## Material provided
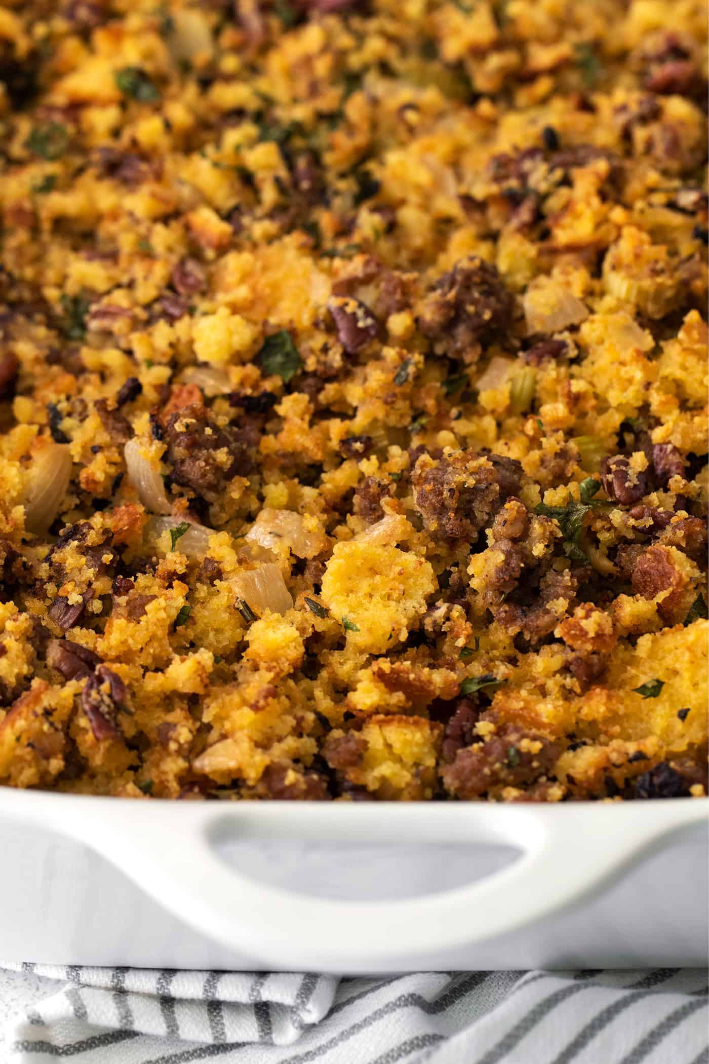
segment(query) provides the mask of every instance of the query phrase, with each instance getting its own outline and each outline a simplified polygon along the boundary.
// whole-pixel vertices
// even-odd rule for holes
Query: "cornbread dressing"
[[[0,783],[706,794],[706,40],[5,0]]]

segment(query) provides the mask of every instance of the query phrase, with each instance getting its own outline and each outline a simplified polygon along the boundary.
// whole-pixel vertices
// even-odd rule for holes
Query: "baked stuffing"
[[[3,4],[0,781],[706,793],[706,35]]]

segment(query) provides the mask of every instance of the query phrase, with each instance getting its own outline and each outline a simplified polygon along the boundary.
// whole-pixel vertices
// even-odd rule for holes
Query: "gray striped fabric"
[[[709,1064],[697,969],[336,979],[4,968],[0,997],[29,974],[56,983],[10,1017],[3,1064]]]

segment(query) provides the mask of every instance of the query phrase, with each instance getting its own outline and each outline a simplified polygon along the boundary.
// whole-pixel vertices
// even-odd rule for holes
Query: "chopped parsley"
[[[496,688],[502,686],[503,683],[506,683],[506,680],[499,680],[492,672],[486,672],[485,676],[471,676],[460,684],[460,694],[474,695],[476,691],[482,691],[483,687]]]
[[[256,361],[267,377],[277,376],[284,384],[303,368],[303,360],[287,329],[266,337]]]
[[[61,122],[47,122],[46,126],[34,126],[29,137],[24,142],[24,147],[33,155],[40,159],[61,159],[69,144],[69,134],[66,126]]]
[[[275,0],[273,3],[273,14],[281,19],[286,29],[296,26],[300,18],[300,12],[289,4],[287,0]]]
[[[130,96],[138,103],[159,103],[161,94],[142,67],[123,67],[116,70],[114,78],[123,96]]]
[[[536,514],[542,517],[551,517],[555,520],[563,534],[563,549],[567,555],[575,562],[587,562],[585,552],[578,545],[578,539],[584,528],[584,518],[592,510],[606,509],[612,505],[605,499],[594,499],[593,496],[601,487],[600,481],[594,477],[587,477],[578,485],[579,502],[570,499],[565,506],[547,506],[540,502],[535,509]]]
[[[396,385],[406,384],[408,380],[408,370],[410,365],[411,365],[410,359],[405,359],[404,362],[402,362],[401,366],[394,373],[394,384]]]
[[[86,335],[86,315],[89,301],[81,296],[62,296],[64,333],[69,339],[83,339]]]
[[[309,599],[306,597],[305,604],[310,611],[310,613],[314,613],[316,617],[324,618],[327,616],[327,611],[325,610],[324,605],[320,605],[320,603],[316,602],[315,599]]]
[[[256,614],[253,612],[253,610],[244,599],[241,599],[240,602],[237,602],[236,609],[239,611],[239,613],[246,620],[247,625],[253,625],[254,620],[256,619]]]
[[[648,680],[647,683],[641,683],[639,687],[632,689],[636,695],[642,695],[643,698],[657,698],[663,687],[664,680]]]
[[[703,618],[707,619],[708,617],[709,617],[709,611],[707,610],[707,603],[704,601],[704,598],[700,595],[697,595],[697,597],[692,602],[692,605],[690,606],[689,613],[685,617],[683,621],[685,628],[687,628],[688,625],[691,625],[695,620],[702,620]]]
[[[170,529],[170,539],[172,541],[172,550],[174,550],[174,545],[180,538],[180,536],[184,535],[185,532],[187,531],[189,531],[189,525],[187,523],[187,521],[182,521],[180,525],[176,525],[175,528]]]
[[[51,193],[55,185],[56,174],[47,173],[41,181],[37,181],[36,185],[32,185],[32,192],[37,193],[39,196],[44,196],[45,193]]]

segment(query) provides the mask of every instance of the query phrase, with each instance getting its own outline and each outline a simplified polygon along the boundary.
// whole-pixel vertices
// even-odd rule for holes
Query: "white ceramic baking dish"
[[[0,959],[351,974],[703,965],[708,805],[0,788]]]

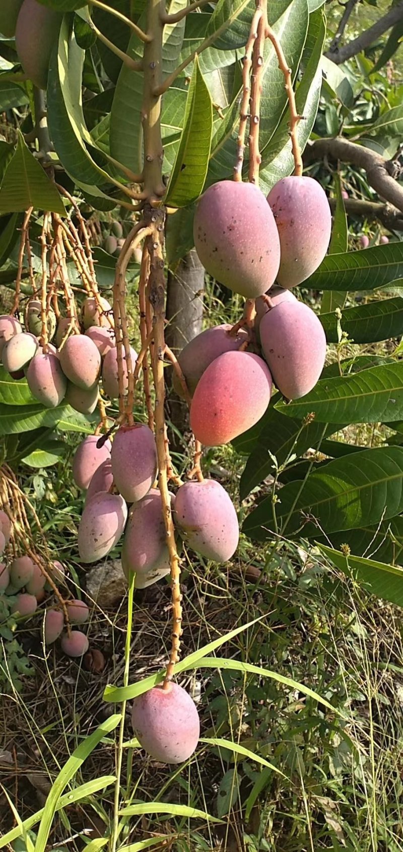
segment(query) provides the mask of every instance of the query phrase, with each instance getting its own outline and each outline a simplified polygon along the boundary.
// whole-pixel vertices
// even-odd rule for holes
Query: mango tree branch
[[[390,160],[385,160],[380,154],[362,145],[356,145],[347,139],[336,136],[334,139],[317,139],[305,148],[305,163],[329,157],[352,163],[364,169],[368,183],[381,198],[403,212],[403,187],[392,177],[394,171]]]
[[[122,12],[118,12],[113,6],[108,6],[107,3],[101,3],[101,0],[88,0],[88,2],[90,6],[96,6],[98,9],[101,9],[103,12],[108,12],[109,14],[113,14],[115,18],[118,18],[123,24],[129,26],[135,32],[136,36],[139,36],[140,41],[145,43],[150,41],[150,37],[146,32],[143,32],[143,30],[137,24],[134,24],[133,20],[130,20],[130,18],[127,18]]]
[[[342,62],[345,62],[346,60],[351,59],[352,56],[356,56],[361,50],[368,48],[372,42],[376,42],[379,38],[379,36],[383,36],[387,30],[389,30],[391,26],[394,26],[394,24],[402,20],[403,3],[400,3],[397,6],[392,6],[386,14],[379,18],[379,20],[377,20],[368,30],[364,30],[357,38],[348,42],[342,48],[339,48],[338,44],[337,44],[336,49],[334,49],[332,45],[330,50],[325,54],[325,56],[331,59],[336,65],[340,65]]]

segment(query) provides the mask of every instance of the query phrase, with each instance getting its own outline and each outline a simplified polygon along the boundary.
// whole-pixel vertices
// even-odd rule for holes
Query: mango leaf
[[[403,511],[403,448],[377,447],[329,462],[303,482],[285,485],[275,505],[282,535],[304,538],[360,528]],[[264,541],[275,528],[270,498],[246,518],[243,532]]]
[[[327,295],[327,291],[324,295]],[[327,343],[337,343],[338,323],[336,314],[321,314],[320,320]],[[370,302],[357,308],[348,308],[342,312],[341,327],[349,340],[355,343],[374,343],[389,337],[400,337],[403,334],[403,299],[398,296],[384,302]]]
[[[312,290],[376,290],[403,277],[403,243],[327,255],[304,286]]]
[[[169,207],[184,207],[202,192],[212,130],[212,100],[196,58],[186,100],[184,129],[167,188],[166,204]]]
[[[5,406],[37,406],[26,378],[18,381],[0,366],[0,403]]]
[[[336,209],[333,213],[332,224],[332,238],[329,245],[330,255],[345,252],[349,246],[349,227],[338,173],[336,173],[334,176],[334,188],[336,191]],[[331,314],[336,308],[343,308],[346,297],[346,293],[340,293],[337,290],[326,290],[322,296],[321,314]],[[336,340],[336,343],[338,342],[338,338]]]
[[[332,532],[329,538],[332,546],[338,550],[342,545],[348,544],[351,553],[355,556],[377,558],[392,565],[402,562],[403,517],[401,515],[384,521],[375,527],[362,527],[356,530]],[[329,544],[329,539],[326,540],[321,537],[318,540],[322,544]]]
[[[319,544],[319,549],[339,571],[363,585],[371,595],[403,607],[403,568],[362,556],[346,556],[325,544]]]
[[[356,375],[321,379],[313,390],[277,411],[302,420],[313,412],[319,423],[359,423],[401,420],[403,361],[371,367]]]
[[[65,206],[52,181],[31,153],[20,131],[3,177],[0,213],[24,211],[28,207],[65,215]]]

## Required work
Quote every record above word for word, leaving out the pictures.

## Finished exercise
segment(query) provides the mask of every instance of the query phrase, with each instance getting its own outline and each outline a simplified polygon along the boundary.
// whole-pixel vertices
// even-odd rule for holes
Query: "cornbread dressing"
[[[0,783],[706,794],[706,40],[5,0]]]

segment(query) provides the mask of every instance of the query phrase, with each instance getting its own outline and each outline a simplified polygon along the boundary.
// whole-pixel vertices
// even-odd rule for holes
Query: "baked stuffing"
[[[3,4],[0,781],[706,793],[706,35]]]

segment(query) provides the mask of every instance of the query phrase, with each instance getting its own outline and each outline a simplified polygon along the boundary.
// whole-pixel vertices
// even-odd rule for holes
Query: "gray striped fabric"
[[[709,1064],[697,969],[336,979],[4,968],[0,997],[29,974],[56,983],[10,1017],[3,1064]]]

segment(query) provides the mask of every instance of the query phrase, with each instance getting its own outline and each outline a simplified polygon along the boundary.
// whole-pixel vertices
// even-odd rule for holes
Query: "chopped parsley"
[[[496,688],[502,686],[503,683],[506,683],[506,680],[499,680],[492,672],[486,672],[485,676],[471,676],[460,684],[460,694],[474,695],[476,691],[482,691],[483,687]]]
[[[256,361],[267,377],[277,376],[284,384],[303,368],[303,360],[287,329],[266,337]]]
[[[61,122],[47,122],[46,126],[34,126],[29,137],[24,142],[24,147],[33,155],[40,159],[61,159],[69,144],[69,134],[66,126]]]
[[[275,0],[273,3],[273,14],[281,19],[286,29],[296,26],[300,18],[300,12],[289,4],[287,0]]]
[[[130,96],[138,103],[159,103],[161,94],[142,67],[123,67],[116,70],[114,78],[123,96]]]
[[[536,514],[542,517],[551,517],[555,520],[563,534],[563,549],[567,555],[575,562],[587,562],[585,552],[578,545],[578,539],[584,528],[584,518],[592,510],[606,509],[612,505],[605,499],[594,499],[593,496],[601,487],[600,481],[594,477],[587,477],[578,485],[579,502],[570,499],[565,506],[547,506],[540,502],[535,509]]]
[[[396,385],[406,384],[408,380],[408,370],[410,365],[411,365],[410,359],[405,359],[404,362],[402,362],[401,366],[394,373],[394,384]]]
[[[86,335],[86,315],[89,301],[81,296],[62,296],[64,333],[69,339],[83,339]]]
[[[309,599],[306,597],[305,604],[310,611],[310,613],[314,613],[316,617],[324,618],[327,616],[327,611],[325,610],[324,605],[320,605],[320,603],[316,602],[315,599]]]
[[[256,614],[253,612],[253,610],[244,599],[241,599],[240,602],[237,602],[236,609],[239,611],[239,613],[246,620],[247,625],[253,625],[254,620],[256,619]]]
[[[648,680],[647,683],[641,683],[639,687],[632,689],[636,695],[642,695],[643,698],[657,698],[663,687],[664,680]]]
[[[703,618],[707,619],[708,617],[709,617],[709,611],[707,610],[707,603],[704,601],[704,598],[700,595],[697,595],[697,597],[692,602],[692,605],[690,606],[689,613],[685,617],[683,621],[685,628],[687,628],[688,625],[691,625],[695,620],[702,620]]]
[[[170,529],[170,539],[172,541],[172,550],[174,550],[174,545],[180,538],[180,536],[184,535],[185,532],[187,531],[189,531],[189,525],[187,523],[187,521],[182,521],[180,525],[176,525],[175,528]]]
[[[51,193],[55,185],[56,174],[47,173],[41,181],[37,181],[36,185],[32,185],[32,192],[37,193],[39,196],[44,196],[45,193]]]

segment(query) provides the mask of every instance of the query phrase, with each instance getting its own outline and each outline a simplified polygon along the boundary.
// whole-pixel vertices
// even-odd rule for holes
Query: "white ceramic baking dish"
[[[0,959],[351,974],[703,965],[708,805],[0,788]]]

segment(query) provides the mask of every instance of the query phrase, with each instance getting its own outline and each outline a simplified polygon along the boundary.
// whole-pixel vertices
// even-odd rule for holes
Query: mango tree branch
[[[390,160],[385,160],[380,154],[362,145],[356,145],[347,139],[336,136],[334,139],[317,139],[305,148],[305,163],[329,157],[352,163],[364,169],[368,183],[381,198],[403,212],[403,187],[392,177],[394,171]]]
[[[122,12],[118,12],[113,6],[108,6],[107,3],[101,3],[101,0],[88,0],[88,2],[90,6],[96,6],[98,9],[101,9],[103,12],[108,12],[109,14],[113,14],[115,18],[118,18],[123,24],[129,26],[135,32],[136,36],[139,36],[140,41],[145,43],[150,41],[150,37],[146,32],[143,32],[143,30],[137,24],[134,24],[133,20],[130,20],[130,18],[127,18]]]
[[[342,62],[345,62],[346,60],[351,59],[352,56],[356,56],[361,50],[368,48],[372,42],[376,42],[379,38],[379,36],[383,36],[387,30],[389,30],[391,26],[394,26],[394,24],[402,20],[403,3],[400,3],[397,6],[392,6],[386,14],[379,18],[379,20],[377,20],[368,30],[364,30],[357,38],[348,42],[342,48],[339,48],[338,44],[337,44],[336,49],[334,49],[332,45],[330,50],[325,54],[325,56],[331,59],[336,65],[340,65]]]

segment(query) provides the mask of every instance of the query phrase, with each instance getting its own outline and each outline a simplified polygon along the boundary.
// whole-pixel vertices
// even-odd rule for holes
Query: mango leaf
[[[403,511],[403,448],[377,447],[329,462],[303,482],[285,485],[275,505],[282,535],[304,538],[360,528]],[[264,541],[275,528],[270,498],[246,518],[243,532]]]
[[[327,295],[327,291],[324,295]],[[327,343],[337,343],[338,323],[336,314],[321,314],[320,320]],[[370,302],[357,308],[348,308],[342,312],[341,327],[349,340],[355,343],[374,343],[389,337],[400,337],[403,334],[403,299],[398,296],[384,302]]]
[[[312,290],[376,290],[403,277],[403,243],[327,255],[304,286]]]
[[[169,207],[184,207],[202,192],[212,130],[212,100],[196,58],[186,100],[184,129],[167,188],[166,204]]]
[[[5,406],[37,406],[26,378],[18,381],[0,366],[0,403]]]
[[[336,209],[333,213],[332,224],[332,238],[329,245],[330,255],[345,252],[349,246],[349,227],[338,173],[336,173],[334,176],[334,188],[336,191]],[[331,314],[336,308],[343,308],[346,297],[346,293],[340,293],[337,290],[326,290],[322,296],[321,314]],[[336,340],[336,343],[338,342],[338,338]]]
[[[332,532],[329,538],[332,546],[338,550],[342,545],[348,544],[351,553],[355,556],[377,558],[392,565],[402,562],[403,517],[401,515],[384,521],[375,527],[362,527],[356,530]],[[329,544],[329,539],[326,540],[321,537],[318,540],[322,544]]]
[[[319,544],[319,549],[339,571],[363,585],[371,595],[403,607],[403,568],[362,556],[346,556],[325,544]]]
[[[356,375],[321,379],[313,390],[277,411],[302,420],[313,412],[319,423],[359,423],[401,420],[403,361],[371,367]]]
[[[65,206],[52,181],[31,153],[20,131],[3,177],[0,213],[24,211],[28,207],[65,215]]]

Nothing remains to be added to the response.